-- Start of DATA RECORDS --

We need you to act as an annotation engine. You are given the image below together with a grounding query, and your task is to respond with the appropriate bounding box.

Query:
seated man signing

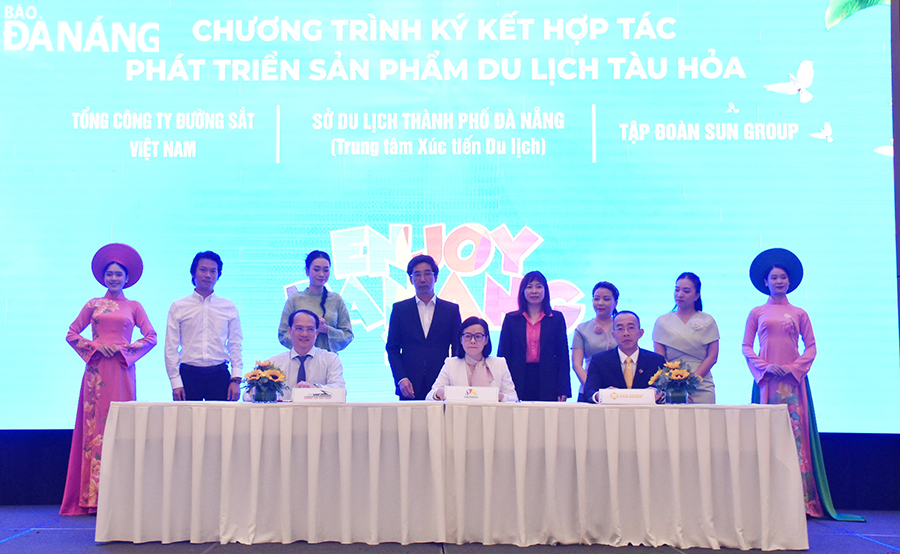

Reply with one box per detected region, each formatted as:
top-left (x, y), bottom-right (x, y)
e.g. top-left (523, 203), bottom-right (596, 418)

top-left (584, 311), bottom-right (666, 403)
top-left (269, 310), bottom-right (345, 388)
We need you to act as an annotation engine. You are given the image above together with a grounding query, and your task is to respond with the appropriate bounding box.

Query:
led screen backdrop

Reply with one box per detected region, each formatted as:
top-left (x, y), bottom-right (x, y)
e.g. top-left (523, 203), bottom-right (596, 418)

top-left (0, 0), bottom-right (900, 432)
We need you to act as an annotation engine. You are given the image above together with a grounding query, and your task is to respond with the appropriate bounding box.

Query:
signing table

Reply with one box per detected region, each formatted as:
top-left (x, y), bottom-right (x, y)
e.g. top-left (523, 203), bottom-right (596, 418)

top-left (96, 402), bottom-right (808, 550)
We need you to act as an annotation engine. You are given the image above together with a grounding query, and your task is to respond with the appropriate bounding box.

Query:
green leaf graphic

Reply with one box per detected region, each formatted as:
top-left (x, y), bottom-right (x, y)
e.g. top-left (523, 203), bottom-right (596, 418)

top-left (825, 0), bottom-right (891, 29)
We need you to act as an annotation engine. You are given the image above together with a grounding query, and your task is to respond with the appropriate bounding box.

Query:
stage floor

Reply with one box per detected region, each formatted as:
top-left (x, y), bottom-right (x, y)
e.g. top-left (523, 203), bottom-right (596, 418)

top-left (0, 506), bottom-right (900, 554)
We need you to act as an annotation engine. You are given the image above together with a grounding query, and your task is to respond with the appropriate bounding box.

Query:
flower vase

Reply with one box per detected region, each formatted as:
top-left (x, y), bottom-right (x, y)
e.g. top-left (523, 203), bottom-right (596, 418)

top-left (666, 389), bottom-right (688, 404)
top-left (253, 389), bottom-right (278, 404)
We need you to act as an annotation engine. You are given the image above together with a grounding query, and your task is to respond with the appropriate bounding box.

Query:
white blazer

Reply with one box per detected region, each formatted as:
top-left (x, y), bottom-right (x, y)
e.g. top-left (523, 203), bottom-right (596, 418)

top-left (425, 356), bottom-right (519, 402)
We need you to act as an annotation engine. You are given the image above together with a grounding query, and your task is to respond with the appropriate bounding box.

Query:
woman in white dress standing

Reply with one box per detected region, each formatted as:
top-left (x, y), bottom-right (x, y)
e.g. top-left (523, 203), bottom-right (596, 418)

top-left (653, 272), bottom-right (719, 404)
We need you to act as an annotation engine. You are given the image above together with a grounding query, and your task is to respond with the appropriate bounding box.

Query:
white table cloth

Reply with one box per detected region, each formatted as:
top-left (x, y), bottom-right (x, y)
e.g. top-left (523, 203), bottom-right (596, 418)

top-left (445, 403), bottom-right (808, 550)
top-left (96, 402), bottom-right (446, 544)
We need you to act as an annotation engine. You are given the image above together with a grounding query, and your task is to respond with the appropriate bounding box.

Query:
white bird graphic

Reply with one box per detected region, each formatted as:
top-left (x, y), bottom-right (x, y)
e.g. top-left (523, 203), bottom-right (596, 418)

top-left (809, 121), bottom-right (834, 142)
top-left (763, 60), bottom-right (813, 104)
top-left (875, 139), bottom-right (894, 158)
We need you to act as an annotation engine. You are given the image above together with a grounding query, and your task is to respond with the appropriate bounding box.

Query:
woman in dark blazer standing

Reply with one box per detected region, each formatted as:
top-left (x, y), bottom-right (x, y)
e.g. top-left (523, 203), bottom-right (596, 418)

-- End of DATA RECORDS --

Show each line from the rows above that contains the word "graphic", copying every such line in full.

green leaf graphic
white bird graphic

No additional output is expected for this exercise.